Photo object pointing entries
____

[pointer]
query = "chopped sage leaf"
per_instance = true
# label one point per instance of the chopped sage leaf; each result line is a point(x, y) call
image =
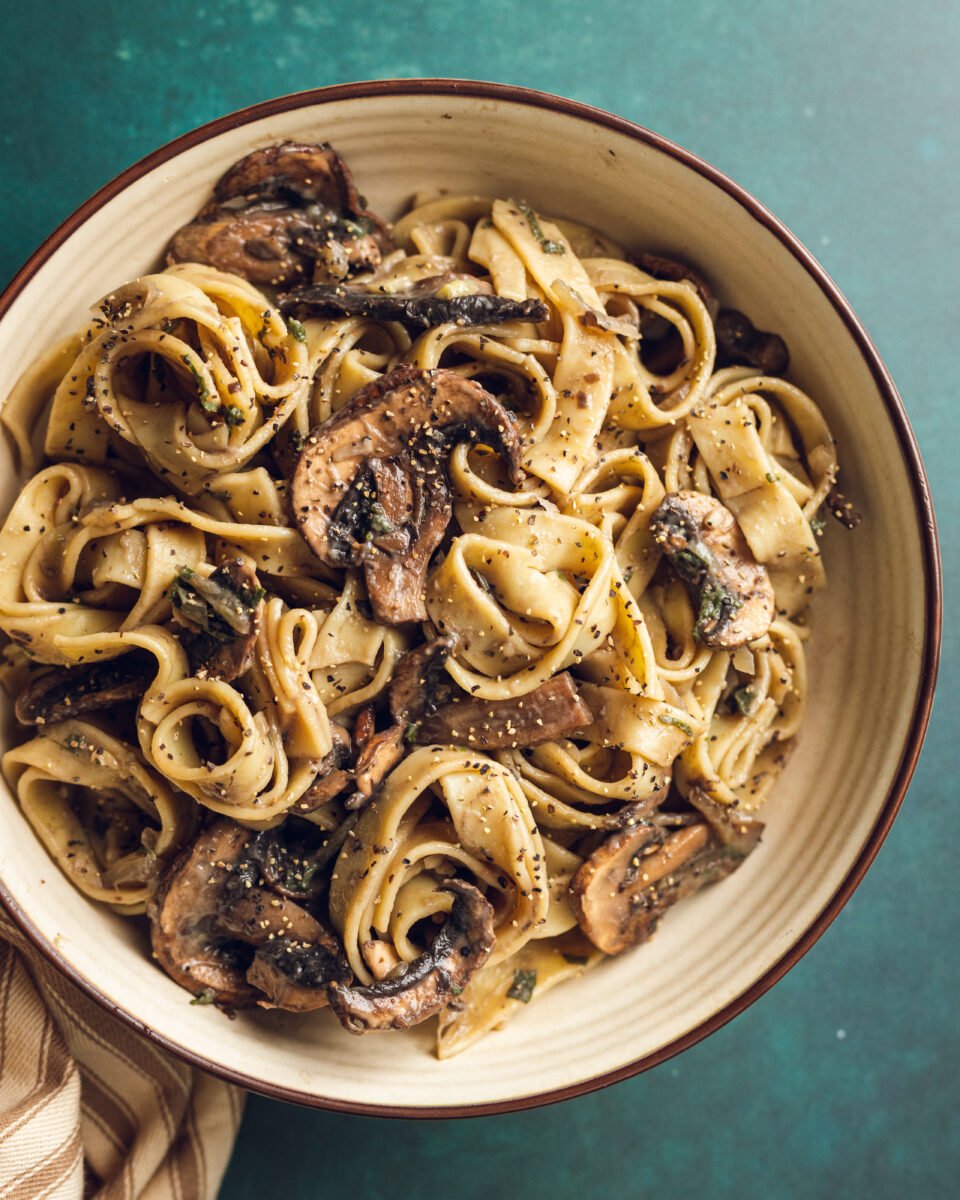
point(669, 719)
point(546, 244)
point(379, 522)
point(744, 697)
point(522, 987)
point(297, 329)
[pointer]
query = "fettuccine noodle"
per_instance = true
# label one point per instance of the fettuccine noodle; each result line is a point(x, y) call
point(161, 555)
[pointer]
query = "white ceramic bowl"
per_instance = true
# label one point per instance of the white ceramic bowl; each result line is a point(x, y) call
point(873, 657)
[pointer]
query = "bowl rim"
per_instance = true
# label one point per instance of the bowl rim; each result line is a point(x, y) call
point(922, 501)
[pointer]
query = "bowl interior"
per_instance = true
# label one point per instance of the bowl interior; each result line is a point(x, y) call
point(869, 628)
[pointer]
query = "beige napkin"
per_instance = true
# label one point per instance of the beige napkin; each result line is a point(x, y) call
point(88, 1108)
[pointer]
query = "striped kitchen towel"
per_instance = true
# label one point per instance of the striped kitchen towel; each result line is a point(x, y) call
point(88, 1108)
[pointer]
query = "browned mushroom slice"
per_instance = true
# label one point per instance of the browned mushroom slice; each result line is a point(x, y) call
point(285, 214)
point(265, 247)
point(552, 711)
point(378, 757)
point(395, 579)
point(623, 889)
point(676, 271)
point(731, 827)
point(708, 551)
point(431, 982)
point(333, 773)
point(222, 616)
point(256, 916)
point(413, 419)
point(739, 342)
point(418, 309)
point(69, 691)
point(295, 977)
point(184, 916)
point(420, 684)
point(364, 726)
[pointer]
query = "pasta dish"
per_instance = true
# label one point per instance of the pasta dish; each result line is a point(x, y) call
point(405, 617)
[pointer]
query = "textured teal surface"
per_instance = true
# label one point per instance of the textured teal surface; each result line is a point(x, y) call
point(843, 118)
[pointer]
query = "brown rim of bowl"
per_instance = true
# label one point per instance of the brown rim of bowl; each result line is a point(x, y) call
point(922, 501)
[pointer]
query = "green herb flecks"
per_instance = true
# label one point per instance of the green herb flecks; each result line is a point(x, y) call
point(743, 699)
point(379, 522)
point(215, 606)
point(211, 403)
point(546, 244)
point(691, 564)
point(669, 719)
point(717, 607)
point(522, 987)
point(297, 330)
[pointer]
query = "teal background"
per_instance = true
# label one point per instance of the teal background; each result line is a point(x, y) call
point(843, 118)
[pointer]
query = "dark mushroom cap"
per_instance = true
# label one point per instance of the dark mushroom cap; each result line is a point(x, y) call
point(703, 543)
point(731, 826)
point(221, 929)
point(375, 762)
point(222, 617)
point(87, 688)
point(738, 341)
point(676, 271)
point(429, 984)
point(295, 977)
point(185, 912)
point(418, 309)
point(420, 683)
point(281, 215)
point(622, 891)
point(552, 711)
point(409, 418)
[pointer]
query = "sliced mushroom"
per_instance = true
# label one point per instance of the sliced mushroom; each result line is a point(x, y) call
point(295, 977)
point(378, 757)
point(421, 306)
point(420, 684)
point(623, 889)
point(431, 982)
point(364, 726)
point(282, 215)
point(333, 773)
point(708, 551)
point(222, 617)
point(185, 919)
point(395, 579)
point(552, 711)
point(69, 691)
point(731, 827)
point(409, 418)
point(738, 341)
point(673, 270)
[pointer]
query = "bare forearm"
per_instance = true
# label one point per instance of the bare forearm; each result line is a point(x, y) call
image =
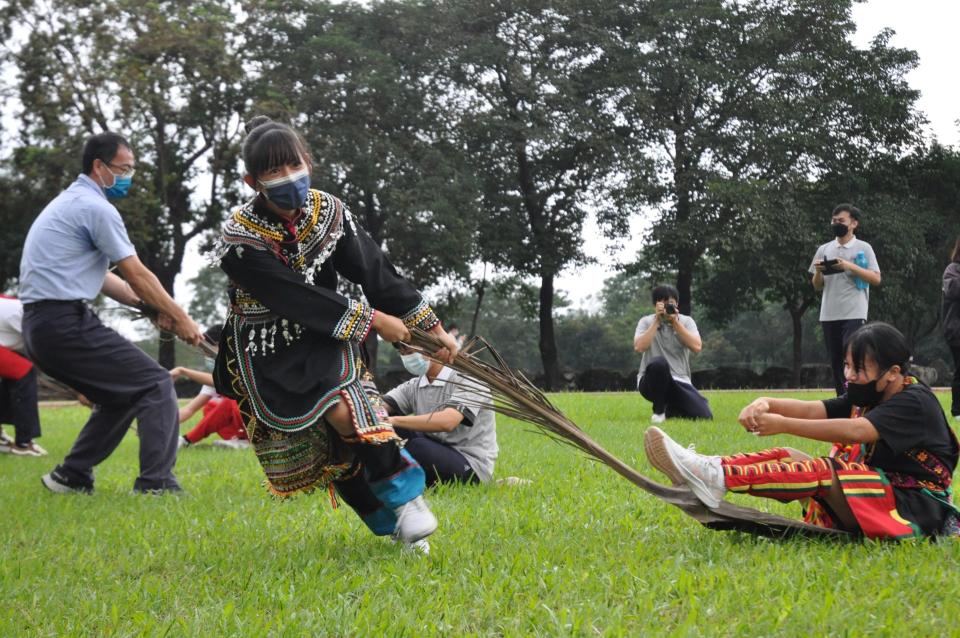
point(796, 408)
point(442, 421)
point(689, 339)
point(857, 430)
point(119, 290)
point(642, 343)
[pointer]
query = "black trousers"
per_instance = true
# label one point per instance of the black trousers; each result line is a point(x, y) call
point(441, 463)
point(68, 342)
point(669, 396)
point(835, 334)
point(955, 386)
point(18, 405)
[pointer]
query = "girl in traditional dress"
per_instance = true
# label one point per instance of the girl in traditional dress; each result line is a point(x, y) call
point(891, 466)
point(289, 351)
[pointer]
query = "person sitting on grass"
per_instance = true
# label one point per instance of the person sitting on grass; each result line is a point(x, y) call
point(18, 385)
point(441, 416)
point(665, 339)
point(889, 472)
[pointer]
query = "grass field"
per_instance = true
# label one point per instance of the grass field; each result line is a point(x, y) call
point(579, 552)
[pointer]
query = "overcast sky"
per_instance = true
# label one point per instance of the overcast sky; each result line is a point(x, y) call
point(929, 27)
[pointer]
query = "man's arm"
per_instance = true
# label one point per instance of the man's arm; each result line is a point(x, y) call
point(872, 277)
point(642, 343)
point(119, 290)
point(147, 287)
point(690, 339)
point(445, 420)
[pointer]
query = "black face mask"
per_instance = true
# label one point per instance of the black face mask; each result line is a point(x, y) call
point(865, 395)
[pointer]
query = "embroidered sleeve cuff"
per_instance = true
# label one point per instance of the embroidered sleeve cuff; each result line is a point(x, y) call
point(355, 322)
point(422, 316)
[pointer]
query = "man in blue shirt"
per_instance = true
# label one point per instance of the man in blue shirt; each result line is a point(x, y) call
point(65, 259)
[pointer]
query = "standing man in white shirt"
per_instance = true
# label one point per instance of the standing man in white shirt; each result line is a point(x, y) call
point(666, 338)
point(844, 269)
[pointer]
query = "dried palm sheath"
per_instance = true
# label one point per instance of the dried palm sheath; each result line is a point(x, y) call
point(517, 398)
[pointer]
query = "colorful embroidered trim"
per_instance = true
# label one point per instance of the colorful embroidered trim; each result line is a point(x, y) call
point(355, 322)
point(422, 316)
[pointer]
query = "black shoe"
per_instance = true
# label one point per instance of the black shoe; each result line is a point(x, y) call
point(159, 490)
point(59, 483)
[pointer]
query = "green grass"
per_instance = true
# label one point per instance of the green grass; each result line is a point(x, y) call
point(579, 552)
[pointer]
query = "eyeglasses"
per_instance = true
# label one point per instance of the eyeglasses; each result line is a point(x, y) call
point(125, 171)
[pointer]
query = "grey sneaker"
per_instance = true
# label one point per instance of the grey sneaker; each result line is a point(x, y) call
point(415, 521)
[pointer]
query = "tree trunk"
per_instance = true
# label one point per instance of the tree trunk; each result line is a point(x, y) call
point(167, 354)
point(548, 341)
point(481, 289)
point(796, 314)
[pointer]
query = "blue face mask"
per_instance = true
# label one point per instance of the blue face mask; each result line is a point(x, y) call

____

**STATED PROBLEM:** Please gather every line from the entries above that contains the word "eyeglasses", copying each line in full; matches must have the same case.

**EXPECTED OUTPUT:**
query = "eyeglasses"
# label one point per instance of the eyeglasses; each result line is a point(x, y) call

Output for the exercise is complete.